REQUIREMENT:
Reproduce the records below character for character, starting with the line that contains "point_to SHOULD mark one point per instance of the booted" and going on through the line that contains "pixel 169 177", both lines included.

ROWS:

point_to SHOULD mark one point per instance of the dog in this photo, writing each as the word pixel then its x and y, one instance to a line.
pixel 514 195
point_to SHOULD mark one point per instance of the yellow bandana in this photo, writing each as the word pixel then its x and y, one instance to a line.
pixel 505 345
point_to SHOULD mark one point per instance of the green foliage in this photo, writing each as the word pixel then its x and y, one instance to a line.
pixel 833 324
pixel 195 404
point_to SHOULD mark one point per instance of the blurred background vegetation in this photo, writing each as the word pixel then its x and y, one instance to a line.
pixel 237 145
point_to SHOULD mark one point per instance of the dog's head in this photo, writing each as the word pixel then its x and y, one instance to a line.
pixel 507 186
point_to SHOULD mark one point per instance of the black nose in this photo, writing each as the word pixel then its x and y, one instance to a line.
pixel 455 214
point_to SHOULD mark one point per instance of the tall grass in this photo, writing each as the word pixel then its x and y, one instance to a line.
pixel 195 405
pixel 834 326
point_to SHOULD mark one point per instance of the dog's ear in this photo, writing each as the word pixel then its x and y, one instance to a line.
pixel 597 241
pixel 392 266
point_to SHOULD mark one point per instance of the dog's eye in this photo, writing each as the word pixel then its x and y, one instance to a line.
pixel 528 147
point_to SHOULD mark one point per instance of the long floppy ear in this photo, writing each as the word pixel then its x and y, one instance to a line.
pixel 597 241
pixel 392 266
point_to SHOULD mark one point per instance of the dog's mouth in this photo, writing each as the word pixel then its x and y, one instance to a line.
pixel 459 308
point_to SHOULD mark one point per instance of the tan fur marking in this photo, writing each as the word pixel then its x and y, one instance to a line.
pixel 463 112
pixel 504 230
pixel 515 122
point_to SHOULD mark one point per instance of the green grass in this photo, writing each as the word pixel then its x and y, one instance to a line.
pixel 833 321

...

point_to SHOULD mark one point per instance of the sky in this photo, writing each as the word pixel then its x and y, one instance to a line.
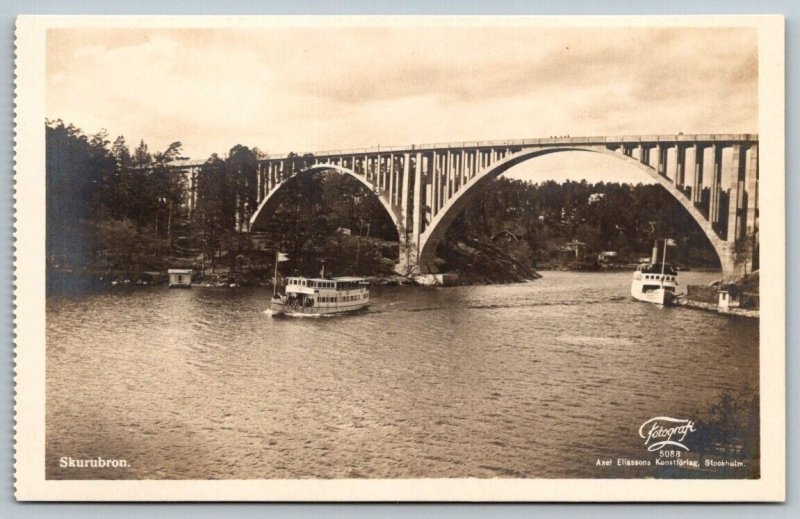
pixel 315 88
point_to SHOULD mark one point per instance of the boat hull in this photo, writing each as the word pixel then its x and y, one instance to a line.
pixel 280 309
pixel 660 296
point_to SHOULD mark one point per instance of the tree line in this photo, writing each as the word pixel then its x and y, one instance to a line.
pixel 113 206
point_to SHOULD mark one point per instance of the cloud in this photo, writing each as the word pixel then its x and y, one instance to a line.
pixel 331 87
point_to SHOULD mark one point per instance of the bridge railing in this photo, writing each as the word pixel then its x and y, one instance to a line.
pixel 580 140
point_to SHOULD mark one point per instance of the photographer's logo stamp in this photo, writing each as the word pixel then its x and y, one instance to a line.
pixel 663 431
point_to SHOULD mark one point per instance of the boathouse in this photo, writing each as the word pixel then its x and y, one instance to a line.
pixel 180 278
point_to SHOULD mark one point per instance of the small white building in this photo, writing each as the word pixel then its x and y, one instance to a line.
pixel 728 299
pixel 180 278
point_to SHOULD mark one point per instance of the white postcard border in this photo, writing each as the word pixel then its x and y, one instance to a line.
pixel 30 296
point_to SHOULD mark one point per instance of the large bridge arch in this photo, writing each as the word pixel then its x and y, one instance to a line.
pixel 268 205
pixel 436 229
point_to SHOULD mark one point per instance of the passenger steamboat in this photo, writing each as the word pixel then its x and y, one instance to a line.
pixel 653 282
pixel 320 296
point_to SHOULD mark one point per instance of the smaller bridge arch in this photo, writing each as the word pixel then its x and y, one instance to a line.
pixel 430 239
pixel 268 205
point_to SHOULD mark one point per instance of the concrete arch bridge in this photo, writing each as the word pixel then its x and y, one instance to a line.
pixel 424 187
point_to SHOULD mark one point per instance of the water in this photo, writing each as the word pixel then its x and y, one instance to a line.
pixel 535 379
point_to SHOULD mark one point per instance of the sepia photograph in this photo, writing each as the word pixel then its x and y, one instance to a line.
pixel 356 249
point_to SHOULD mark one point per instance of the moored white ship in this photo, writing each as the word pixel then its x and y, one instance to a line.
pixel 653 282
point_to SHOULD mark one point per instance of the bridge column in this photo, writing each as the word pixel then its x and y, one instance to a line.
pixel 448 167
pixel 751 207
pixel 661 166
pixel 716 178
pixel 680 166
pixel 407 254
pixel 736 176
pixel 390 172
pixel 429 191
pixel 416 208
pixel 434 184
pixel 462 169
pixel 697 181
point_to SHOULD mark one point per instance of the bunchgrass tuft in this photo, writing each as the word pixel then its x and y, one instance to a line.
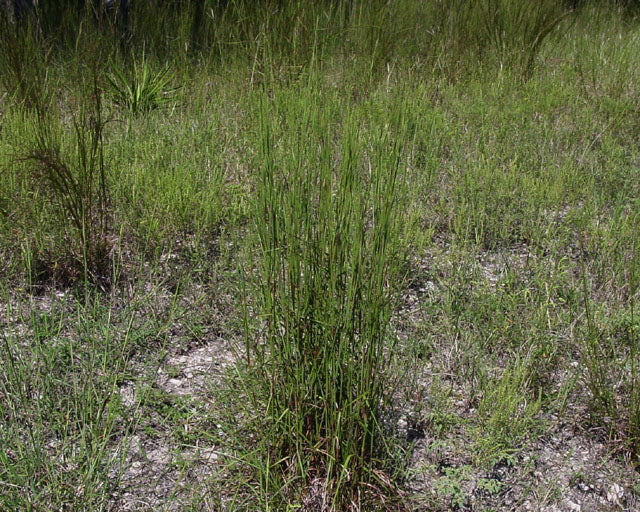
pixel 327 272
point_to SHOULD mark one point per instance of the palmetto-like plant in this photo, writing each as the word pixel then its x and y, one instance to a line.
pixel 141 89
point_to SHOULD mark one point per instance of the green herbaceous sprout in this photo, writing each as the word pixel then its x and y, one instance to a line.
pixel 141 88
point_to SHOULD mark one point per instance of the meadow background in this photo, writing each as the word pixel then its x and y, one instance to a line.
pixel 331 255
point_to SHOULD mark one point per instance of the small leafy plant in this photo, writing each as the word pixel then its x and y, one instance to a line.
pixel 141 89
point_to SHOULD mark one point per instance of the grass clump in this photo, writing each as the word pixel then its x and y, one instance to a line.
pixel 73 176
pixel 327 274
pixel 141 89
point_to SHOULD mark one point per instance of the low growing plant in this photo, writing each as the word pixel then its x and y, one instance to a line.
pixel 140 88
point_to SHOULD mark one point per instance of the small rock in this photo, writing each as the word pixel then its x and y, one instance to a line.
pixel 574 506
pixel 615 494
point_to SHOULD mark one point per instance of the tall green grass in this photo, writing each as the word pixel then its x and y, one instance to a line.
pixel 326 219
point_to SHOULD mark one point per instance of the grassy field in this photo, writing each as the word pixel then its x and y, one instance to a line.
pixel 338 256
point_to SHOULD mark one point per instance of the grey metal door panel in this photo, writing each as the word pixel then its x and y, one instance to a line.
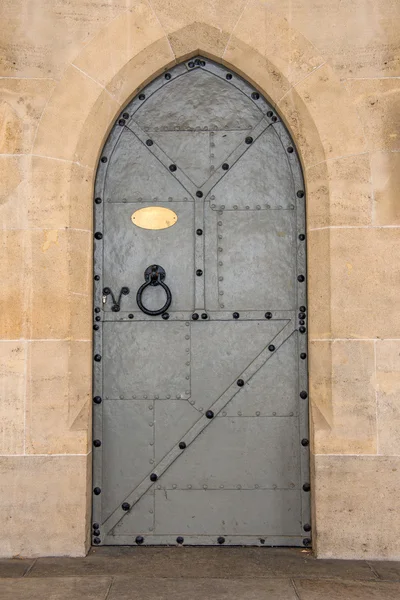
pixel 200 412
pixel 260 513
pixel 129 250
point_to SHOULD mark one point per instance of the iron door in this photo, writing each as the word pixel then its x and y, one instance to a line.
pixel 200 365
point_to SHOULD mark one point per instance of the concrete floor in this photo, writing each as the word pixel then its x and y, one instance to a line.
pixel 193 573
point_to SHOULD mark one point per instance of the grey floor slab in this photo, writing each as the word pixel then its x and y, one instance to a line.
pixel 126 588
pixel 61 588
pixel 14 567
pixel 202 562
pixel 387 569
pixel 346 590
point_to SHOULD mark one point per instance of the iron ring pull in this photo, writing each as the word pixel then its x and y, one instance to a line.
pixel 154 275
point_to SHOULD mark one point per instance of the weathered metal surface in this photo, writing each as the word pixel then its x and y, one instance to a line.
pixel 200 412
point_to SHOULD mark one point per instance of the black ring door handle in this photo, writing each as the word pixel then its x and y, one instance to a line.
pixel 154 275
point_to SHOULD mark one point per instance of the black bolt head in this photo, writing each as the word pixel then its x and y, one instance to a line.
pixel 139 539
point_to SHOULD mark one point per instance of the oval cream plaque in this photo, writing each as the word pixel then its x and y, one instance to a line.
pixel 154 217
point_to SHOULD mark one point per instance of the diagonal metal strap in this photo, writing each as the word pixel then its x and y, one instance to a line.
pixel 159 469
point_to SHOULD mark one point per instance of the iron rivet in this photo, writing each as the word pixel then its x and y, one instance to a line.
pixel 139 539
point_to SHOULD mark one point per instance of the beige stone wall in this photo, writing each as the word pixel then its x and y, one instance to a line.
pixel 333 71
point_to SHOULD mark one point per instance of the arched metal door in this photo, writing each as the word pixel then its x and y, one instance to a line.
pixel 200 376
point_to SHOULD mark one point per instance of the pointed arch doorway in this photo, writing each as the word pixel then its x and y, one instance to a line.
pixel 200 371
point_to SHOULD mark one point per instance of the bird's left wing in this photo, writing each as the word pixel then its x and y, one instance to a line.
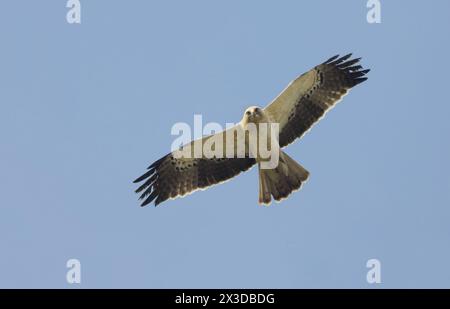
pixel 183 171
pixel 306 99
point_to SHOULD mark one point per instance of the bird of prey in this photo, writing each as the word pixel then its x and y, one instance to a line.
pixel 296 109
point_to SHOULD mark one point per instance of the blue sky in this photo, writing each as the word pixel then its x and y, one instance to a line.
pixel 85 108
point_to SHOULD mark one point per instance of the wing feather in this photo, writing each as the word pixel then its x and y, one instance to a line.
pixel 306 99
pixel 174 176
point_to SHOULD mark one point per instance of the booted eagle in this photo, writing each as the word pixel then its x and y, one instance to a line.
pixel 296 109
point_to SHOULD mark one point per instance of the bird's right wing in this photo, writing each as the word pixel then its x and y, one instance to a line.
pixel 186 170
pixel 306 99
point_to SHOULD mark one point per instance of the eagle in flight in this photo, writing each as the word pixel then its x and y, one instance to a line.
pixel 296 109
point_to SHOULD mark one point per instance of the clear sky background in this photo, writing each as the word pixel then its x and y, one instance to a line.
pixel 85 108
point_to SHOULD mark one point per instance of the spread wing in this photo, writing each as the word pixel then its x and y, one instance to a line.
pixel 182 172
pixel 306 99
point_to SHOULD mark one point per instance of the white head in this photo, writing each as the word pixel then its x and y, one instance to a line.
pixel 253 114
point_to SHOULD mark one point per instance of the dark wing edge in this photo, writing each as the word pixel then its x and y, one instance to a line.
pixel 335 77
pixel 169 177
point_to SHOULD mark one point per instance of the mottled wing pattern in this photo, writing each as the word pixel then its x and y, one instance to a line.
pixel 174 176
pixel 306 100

RESPONSE TO THE EXERCISE:
point_to SHOULD mark one point per instance of the booted eagle in this photo, writing each as the word pixel then its x and y, one instance to a line.
pixel 296 109
point_to SHOULD mark one point per instance of the bird's right wing in this photo, writing each as the word pixel then its x and y, one instance to a line.
pixel 186 170
pixel 306 99
point_to SHOULD mark one point per instance of the eagle in flight in this photo, writing each as the word pixel then its x and y, one instance to a line.
pixel 296 109
point_to SHOULD mark one point per instance of the clear sky background in this photo, writing each as the word pixel then its x and y, one instance to a line.
pixel 85 108
point_to SHOULD mark one point per instance of the spread wing in this photo, writing each as the word pixel then its x and y, one instance to a line.
pixel 182 172
pixel 306 99
point_to SHOULD mark one point per instance of the white head in this photo, writing each as the word pixel then its x and y, one instance to a line.
pixel 253 114
point_to SHOULD mark one point per instance of the dark wing edge in this photo, writing each as the word pixel then its x and y, one instance to a line.
pixel 335 77
pixel 169 177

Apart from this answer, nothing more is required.